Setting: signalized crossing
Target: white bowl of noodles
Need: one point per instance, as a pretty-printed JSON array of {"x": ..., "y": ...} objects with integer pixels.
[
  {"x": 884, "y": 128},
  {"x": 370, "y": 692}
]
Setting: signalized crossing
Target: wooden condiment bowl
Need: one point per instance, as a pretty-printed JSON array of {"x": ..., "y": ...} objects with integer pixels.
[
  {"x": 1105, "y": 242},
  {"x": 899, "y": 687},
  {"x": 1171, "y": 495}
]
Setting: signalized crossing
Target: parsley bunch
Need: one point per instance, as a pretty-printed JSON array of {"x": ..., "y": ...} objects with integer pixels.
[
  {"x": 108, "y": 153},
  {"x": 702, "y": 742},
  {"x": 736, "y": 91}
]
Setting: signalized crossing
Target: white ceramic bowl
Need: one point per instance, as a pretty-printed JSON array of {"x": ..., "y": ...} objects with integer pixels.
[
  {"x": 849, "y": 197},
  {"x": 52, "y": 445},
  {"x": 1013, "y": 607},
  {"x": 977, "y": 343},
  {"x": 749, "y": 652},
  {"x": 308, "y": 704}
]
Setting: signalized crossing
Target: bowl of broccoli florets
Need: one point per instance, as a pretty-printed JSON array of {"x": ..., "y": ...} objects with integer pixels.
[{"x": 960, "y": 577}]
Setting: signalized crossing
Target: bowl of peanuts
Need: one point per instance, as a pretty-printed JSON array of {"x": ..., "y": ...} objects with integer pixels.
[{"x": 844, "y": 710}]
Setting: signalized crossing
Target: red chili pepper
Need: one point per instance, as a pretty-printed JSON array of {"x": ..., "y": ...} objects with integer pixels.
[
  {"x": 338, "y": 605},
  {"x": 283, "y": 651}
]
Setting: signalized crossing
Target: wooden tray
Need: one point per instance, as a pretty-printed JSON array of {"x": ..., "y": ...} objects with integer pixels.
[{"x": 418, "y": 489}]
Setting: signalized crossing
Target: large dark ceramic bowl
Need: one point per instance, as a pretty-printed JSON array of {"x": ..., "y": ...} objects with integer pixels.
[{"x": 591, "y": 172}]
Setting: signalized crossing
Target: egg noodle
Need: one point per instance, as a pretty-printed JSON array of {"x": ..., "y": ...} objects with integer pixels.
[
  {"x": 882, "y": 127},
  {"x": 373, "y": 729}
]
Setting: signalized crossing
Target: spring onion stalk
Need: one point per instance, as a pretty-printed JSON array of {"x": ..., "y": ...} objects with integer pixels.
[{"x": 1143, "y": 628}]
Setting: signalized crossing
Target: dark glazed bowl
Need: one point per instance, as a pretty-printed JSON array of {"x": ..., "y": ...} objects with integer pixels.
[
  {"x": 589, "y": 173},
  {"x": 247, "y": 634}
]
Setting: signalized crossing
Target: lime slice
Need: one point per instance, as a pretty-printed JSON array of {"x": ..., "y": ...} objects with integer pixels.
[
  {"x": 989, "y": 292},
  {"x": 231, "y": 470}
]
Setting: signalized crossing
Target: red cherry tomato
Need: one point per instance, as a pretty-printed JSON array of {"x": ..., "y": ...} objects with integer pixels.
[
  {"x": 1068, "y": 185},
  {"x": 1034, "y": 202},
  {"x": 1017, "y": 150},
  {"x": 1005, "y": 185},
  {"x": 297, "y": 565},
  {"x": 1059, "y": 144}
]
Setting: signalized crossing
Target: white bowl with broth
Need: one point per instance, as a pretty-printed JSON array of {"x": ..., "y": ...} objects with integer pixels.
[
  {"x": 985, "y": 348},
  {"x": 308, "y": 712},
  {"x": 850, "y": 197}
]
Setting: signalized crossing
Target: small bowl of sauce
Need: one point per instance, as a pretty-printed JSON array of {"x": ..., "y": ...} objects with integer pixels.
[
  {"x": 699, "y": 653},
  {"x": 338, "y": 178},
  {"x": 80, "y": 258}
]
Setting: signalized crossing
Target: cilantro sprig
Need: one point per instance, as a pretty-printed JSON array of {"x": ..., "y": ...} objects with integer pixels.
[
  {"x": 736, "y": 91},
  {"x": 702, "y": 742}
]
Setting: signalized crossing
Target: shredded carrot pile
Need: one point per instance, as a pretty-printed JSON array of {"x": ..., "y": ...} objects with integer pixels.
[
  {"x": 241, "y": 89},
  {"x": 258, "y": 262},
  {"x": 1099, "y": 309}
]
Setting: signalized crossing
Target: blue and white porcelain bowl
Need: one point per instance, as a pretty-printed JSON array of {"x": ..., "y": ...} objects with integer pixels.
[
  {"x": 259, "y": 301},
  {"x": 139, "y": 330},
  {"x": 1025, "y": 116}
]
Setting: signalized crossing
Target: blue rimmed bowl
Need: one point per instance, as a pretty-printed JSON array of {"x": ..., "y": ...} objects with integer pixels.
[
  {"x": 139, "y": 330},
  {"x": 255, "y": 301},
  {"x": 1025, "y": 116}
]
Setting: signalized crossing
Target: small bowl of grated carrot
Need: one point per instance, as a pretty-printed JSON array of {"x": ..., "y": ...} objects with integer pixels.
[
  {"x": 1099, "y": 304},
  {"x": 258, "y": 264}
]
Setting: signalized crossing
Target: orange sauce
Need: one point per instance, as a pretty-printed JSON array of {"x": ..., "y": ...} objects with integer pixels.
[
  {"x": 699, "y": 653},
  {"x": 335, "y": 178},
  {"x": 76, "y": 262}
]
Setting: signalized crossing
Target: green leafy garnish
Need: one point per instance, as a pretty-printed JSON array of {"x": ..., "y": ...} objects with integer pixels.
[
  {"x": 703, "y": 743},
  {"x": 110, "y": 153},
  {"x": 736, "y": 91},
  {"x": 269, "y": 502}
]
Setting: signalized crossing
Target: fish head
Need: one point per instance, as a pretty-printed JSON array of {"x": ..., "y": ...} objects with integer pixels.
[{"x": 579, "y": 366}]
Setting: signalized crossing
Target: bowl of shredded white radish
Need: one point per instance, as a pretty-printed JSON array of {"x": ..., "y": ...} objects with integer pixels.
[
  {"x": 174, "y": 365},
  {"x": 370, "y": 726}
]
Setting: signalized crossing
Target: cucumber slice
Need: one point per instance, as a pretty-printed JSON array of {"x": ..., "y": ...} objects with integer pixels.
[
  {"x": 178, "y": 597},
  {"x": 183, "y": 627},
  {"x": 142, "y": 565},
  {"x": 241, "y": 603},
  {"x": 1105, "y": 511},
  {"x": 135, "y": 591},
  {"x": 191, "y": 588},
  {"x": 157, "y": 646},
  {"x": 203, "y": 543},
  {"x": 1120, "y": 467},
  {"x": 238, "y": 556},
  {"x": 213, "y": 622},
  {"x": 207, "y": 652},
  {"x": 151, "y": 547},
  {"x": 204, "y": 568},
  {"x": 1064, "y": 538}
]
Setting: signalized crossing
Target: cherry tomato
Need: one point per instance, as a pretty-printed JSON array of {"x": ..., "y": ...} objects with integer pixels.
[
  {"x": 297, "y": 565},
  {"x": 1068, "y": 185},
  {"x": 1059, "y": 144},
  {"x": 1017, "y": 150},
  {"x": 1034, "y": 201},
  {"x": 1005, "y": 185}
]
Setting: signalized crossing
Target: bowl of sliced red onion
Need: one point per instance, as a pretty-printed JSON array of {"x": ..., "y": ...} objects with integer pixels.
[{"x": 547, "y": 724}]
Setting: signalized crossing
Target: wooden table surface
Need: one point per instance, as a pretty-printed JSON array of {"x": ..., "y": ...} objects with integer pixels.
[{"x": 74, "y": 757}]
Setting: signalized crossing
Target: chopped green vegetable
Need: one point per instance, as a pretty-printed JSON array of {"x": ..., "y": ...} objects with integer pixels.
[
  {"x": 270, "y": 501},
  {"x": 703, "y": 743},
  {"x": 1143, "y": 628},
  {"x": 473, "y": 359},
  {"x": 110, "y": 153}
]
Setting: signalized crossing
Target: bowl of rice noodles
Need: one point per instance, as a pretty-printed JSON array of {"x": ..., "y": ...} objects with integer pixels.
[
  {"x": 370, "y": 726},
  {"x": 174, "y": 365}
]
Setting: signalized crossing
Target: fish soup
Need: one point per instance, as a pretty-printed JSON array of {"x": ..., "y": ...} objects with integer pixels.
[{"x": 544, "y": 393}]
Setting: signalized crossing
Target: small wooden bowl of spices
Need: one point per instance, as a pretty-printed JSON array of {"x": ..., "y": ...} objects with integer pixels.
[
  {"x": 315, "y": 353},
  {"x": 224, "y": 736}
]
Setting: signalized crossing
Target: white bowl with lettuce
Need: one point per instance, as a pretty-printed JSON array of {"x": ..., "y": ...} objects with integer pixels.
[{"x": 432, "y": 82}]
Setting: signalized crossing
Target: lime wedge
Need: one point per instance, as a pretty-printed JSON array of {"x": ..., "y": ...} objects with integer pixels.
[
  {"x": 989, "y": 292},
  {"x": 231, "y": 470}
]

_Task statement:_
Write out only the lines that run from the line containing "Target: blue and white porcelain bowl" through the line containing "Target: green leafy garnish", both included, exactly as they appear above.

_Output for this exercise:_
Target: blue and white porcelain bowl
Need: one point per instance, as a pretty-printed JSON array of {"x": ..., "y": ...} objects with integer pixels.
[
  {"x": 259, "y": 301},
  {"x": 139, "y": 330},
  {"x": 1025, "y": 116}
]
Setting: signalized crossing
Target: blue rimmed bowl
Need: one point per instance, as a pretty-printed JSON array of {"x": ..., "y": ...} objects with integer pixels.
[
  {"x": 139, "y": 330},
  {"x": 255, "y": 301},
  {"x": 1025, "y": 116}
]
Setting: signalized crossing
Target: small bowl of grated carrot
Need: one point per instance, as a pretty-printed JSON array of {"x": ..., "y": ...} objects with integer pixels.
[
  {"x": 1099, "y": 304},
  {"x": 258, "y": 264}
]
Setting: signalized crossing
Target: orange sauce
Need: one point per instance, as a pretty-printed JSON array of {"x": ..., "y": ...} objects with integer pixels.
[
  {"x": 699, "y": 653},
  {"x": 335, "y": 178},
  {"x": 76, "y": 262}
]
Setting: signalized crossing
Target: green leafy garnish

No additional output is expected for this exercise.